== TEXT SEGMENT ==
Also this week in hope: Cara Maresca for MSNBC on Connecticut's new gun control law. And Lynn Bartels at The Denver Post on the courage of Colorado lawmakers who introduced gun-control laws: "'If making Colorado safer from gun violence costs me my political career, it's an amazingly small price to pay.'" (First link via Natasha Lennard; second link via Lois Beckett.)

Sort of semi-hopeful? Julia Whitty at Mother Jones explains how the introduction of an invasive European crab species may actually help restore some balance to Cape Cod's degraded salt marshes.

From Melissa Dribben at the Philadelphia Inquirer, a quiet piece that lets its quotes speak for themselves: on white resistance to one small sign that "the language of bigotry is no longer acceptable." (Via Marian Wang.)

"On the job he found out that the district, while ostensibly integrated, was still running separate school buses for black and white students." Julianne Hing looks at the history and culture that underlies — and limits — the Department of Justice's consent decree to end the school-to-prison pipeline in Meridian, Mississippi.

== PROBLEM A ==
Translate this sentence from the news roundup into Spanish: "Julia Whitty at Mother Jones explains how the introduction of an invasive European crab species may actually help restore some balance to Cape Cod's degraded salt marshes."
== PROBLEM B ==
Pick up the news roundup after its final entry and continue writing it.

== GIVEN ENTRIES ==
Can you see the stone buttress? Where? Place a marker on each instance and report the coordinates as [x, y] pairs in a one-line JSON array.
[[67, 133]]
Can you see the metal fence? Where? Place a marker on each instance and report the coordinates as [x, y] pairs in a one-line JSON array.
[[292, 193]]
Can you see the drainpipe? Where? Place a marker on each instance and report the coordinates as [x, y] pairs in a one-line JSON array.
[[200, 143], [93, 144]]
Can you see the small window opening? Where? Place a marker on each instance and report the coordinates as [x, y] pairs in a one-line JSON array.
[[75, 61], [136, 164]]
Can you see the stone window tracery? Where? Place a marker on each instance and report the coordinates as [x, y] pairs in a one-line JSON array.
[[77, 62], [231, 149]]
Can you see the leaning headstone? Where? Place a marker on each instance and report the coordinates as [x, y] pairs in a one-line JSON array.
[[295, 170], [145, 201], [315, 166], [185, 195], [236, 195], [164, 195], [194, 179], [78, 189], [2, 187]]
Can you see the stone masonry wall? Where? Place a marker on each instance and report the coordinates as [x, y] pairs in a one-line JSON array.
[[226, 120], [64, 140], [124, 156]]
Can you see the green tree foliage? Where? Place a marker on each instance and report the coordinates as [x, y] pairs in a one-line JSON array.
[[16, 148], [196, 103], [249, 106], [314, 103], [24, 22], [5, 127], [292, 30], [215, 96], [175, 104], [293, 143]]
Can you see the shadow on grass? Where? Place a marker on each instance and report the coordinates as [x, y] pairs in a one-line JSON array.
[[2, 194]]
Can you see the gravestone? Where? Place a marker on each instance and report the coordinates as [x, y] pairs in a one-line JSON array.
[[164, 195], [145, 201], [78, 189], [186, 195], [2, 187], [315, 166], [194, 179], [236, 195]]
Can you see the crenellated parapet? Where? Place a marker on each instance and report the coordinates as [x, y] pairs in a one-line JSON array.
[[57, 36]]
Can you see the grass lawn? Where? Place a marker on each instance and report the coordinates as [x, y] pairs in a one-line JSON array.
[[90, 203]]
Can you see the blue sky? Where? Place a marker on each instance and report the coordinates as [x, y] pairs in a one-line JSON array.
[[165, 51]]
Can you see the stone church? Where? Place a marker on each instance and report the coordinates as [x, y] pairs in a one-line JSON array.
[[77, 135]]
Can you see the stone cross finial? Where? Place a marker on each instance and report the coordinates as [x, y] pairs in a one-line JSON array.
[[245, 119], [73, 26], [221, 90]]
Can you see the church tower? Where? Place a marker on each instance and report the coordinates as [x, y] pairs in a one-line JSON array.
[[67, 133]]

== TASK RESULT A ==
Julia Whitty, en Mother Jones, explica cómo la introducción de una especie invasora de cangrejo europeo podría, de hecho, ayudar a restablecer cierto equilibrio en las degradadas marismas de Cape Cod.

== TASK RESULT B ==
"But on the road to the revolution let us not forget that folks still got to live." Tressie McMillan Cottom writes an excellent piece about how "Don't Go To Graduate School" warnings come from a particular position of racial and class privilege, and don't recognize how expensive credentialing procedures are still a rational choice for people who know they won't get a chance otherwise.

"I define the feminist moment as that moment when that bias registers in your mind as unacceptable, and very importantly, something in you resists." Fascinating interview with feminist blogger and author Rita Banerji at Women's Web. (Via Genderlog India.)

"It might sound like a compliment, but it still counts as sexism." Melanie Tannenbaum at SciAm reruns an essential piece about the steep social costs of "benevolent sexism." (Via Rachel Hartman.)

"'I stand before you as a writer without any ground of being out of which to write: really blown about from country to country, culture to culture till I feel — till I am — nothing.'" An obituary at The Guardian by Janet Watts for the writer Ruth Prawer Jhabvala. (No beef stroganoff in evidence.)

"She wanted to learn everything. 'How to open the dome! How to fill the instrument with liquid nitrogen! Develop the plates! Reduce the data! Coding!'" From last month, Ann Finkbeiner at Nature displays her eponymous test in action in this profile of pioneering astronomer Andrea Ghez.

"Earlier in the day when he dripped gastric acid on a superworm, it seemed like a friendly thing to do." Mary Roach at Boing Boing, you guys. (That's all I have to say, right? MARY ROACH.)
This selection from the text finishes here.